What you will do:
A. In the trademark opposition excerpt, what did Disney obtain regarding the RAPUNZEL application?
B. From the trademark opposition excerpt, extract the passage between "Letters of Protest: Here, Opposer" and "the examining attorney?", inclusive.

---------- Excerpted text

Considering Standing: In a recent case, the Supreme Court redefined the requirements for standing in Lanham Act cases. A plaintiff must “come within a zone of interest” to sue under 15 U.S.C. § 1125(a). See Lexmark Int'l, Inc. v. Static Control Components, Inc., 572 U.S. 118 (2014). In order to determine whether a plaintiff falls within this zone of interest, a court should use traditional tools of statutory interpretation. Id. at 127. Consequently, the TTAB’s decision in this case may well hinge on whether Professor Curtin’s connection to the goods fits within the statutory language of Section 45 of the Trademark Act, and in particular the statement of the intent of the Lahnam Act:

The intent of this chapter is to regulate commerce within the control of Congress by making actionable the deceptive and misleading use of marks in such commerce; to protect registered marks used in such commerce from interference by State, or territorial legislation; to protect persons engaged in such commerce against unfair competition; to prevent fraud and deception in such commerce by the use of reproductions, copies, counterfeits, or colorable imitations of registered marks; and to provide rights and remedies stipulated by treaties and conventions respecting trademarks, trade names, and unfair competition entered into between the United States and foreign nations (emphasis added).

Letters of Protest: Here, Opposer filed a Notice of Opposition to prevent allowing one manufacturer to register RAPUNZEL for dolls and toy figures. However, challengers of pending marks may also file a Letter of Protest through the PTO. Any individual can file a Letter of Protest in order to provide an examining attorney with helpful documents and registrations. If a mark has been published, letters of protest will need to include clear evidence that the PTO erred in approving the mark for publication. For more information on the LOP process, go here.

Read comments and post your comment here.

TTABlog comment: Note that Disney obtained an extension of time to oppose the RAPUNZEL application, but did not pursue it. Why do you think so? BTW: How did this mark get past the examining attorney?

Kira comment: Special shout-out to Professor Robin Effron, my visiting 1L civil procedure professor! -- https://imgflip.com/i/kqmu6


Text Copyright Kira-Khanh McCarthy and John L. Welch 2018.

4 Comments:

At 9:57 AM, Anonymous joe dreitler said...

My comments are that much like 43(a), opposing trademark applications should be limited to those with a real COMMERCIAL interest. These are not consumer protection statutes. The Ritchie decision was one of the worst I have ever read, truly a product of the anti O.J. Simpson mindset of the late 90's. It was nothing but political. This language from the Federal Circuit makes no effort to hide their political motivations:

In his notice of opposition against the marks at issue, Mr. Ritchie alleged, inter alia, that he would be damaged by the registration of the marks because the marks disparage his values, especially those values relating to his family.   In addition, in his notice of opposition, Mr. Ritchie described himself as a “family man” who believes that the “sanctity of marriage requires a husband and wife who love and nurture one another,” and as a member of a group that could be potentially damaged by marks that allegedly are synonymous with wife-beater and wife-murderer.   Furthermore, Mr. Ritchie alleged that the marks are scandalous because they would “attempt to justify physical violence against women.”

--------------------
---------- Data extracts

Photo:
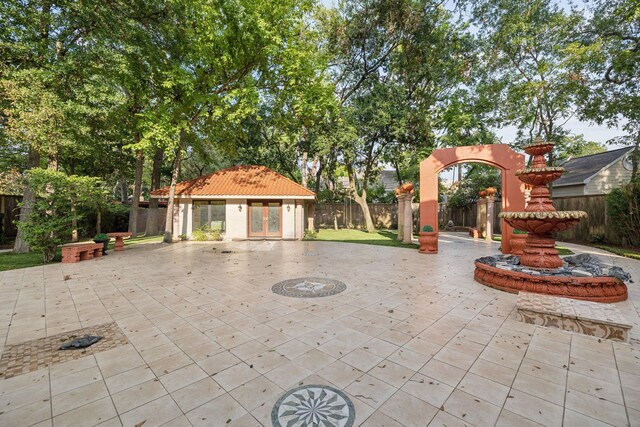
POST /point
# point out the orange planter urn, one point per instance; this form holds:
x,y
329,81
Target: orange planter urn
x,y
518,241
428,242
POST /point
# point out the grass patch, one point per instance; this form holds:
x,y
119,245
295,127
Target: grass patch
x,y
379,238
11,261
625,252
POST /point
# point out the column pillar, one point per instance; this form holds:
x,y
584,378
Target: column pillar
x,y
400,197
489,221
408,218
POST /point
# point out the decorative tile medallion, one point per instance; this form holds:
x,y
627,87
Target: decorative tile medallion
x,y
18,359
313,405
308,287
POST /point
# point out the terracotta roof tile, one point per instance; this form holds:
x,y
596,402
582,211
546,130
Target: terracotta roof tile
x,y
239,181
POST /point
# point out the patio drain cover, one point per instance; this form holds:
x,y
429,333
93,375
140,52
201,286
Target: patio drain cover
x,y
313,405
308,287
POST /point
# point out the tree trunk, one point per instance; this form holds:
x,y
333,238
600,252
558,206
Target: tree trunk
x,y
74,223
28,197
152,214
168,225
98,222
303,168
123,190
137,184
361,200
635,160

--------------------

Results in order:
A. An extension of time to oppose the application.

B.
Letters of Protest: Here, Opposer filed a Notice of Opposition to prevent allowing one manufacturer to register RAPUNZEL for dolls and toy figures. However, challengers of pending marks may also file a Letter of Protest through the PTO. Any individual can file a Letter of Protest in order to provide an examining attorney with helpful documents and registrations. If a mark has been published, letters of protest will need to include clear evidence that the PTO erred in approving the mark for publication. For more information on the LOP process, go here.

Read comments and post your comment here.

TTABlog comment: Note that Disney obtained an extension of time to oppose the RAPUNZEL application, but did not pursue it. Why do you think so? BTW: How did this mark get past the examining attorney?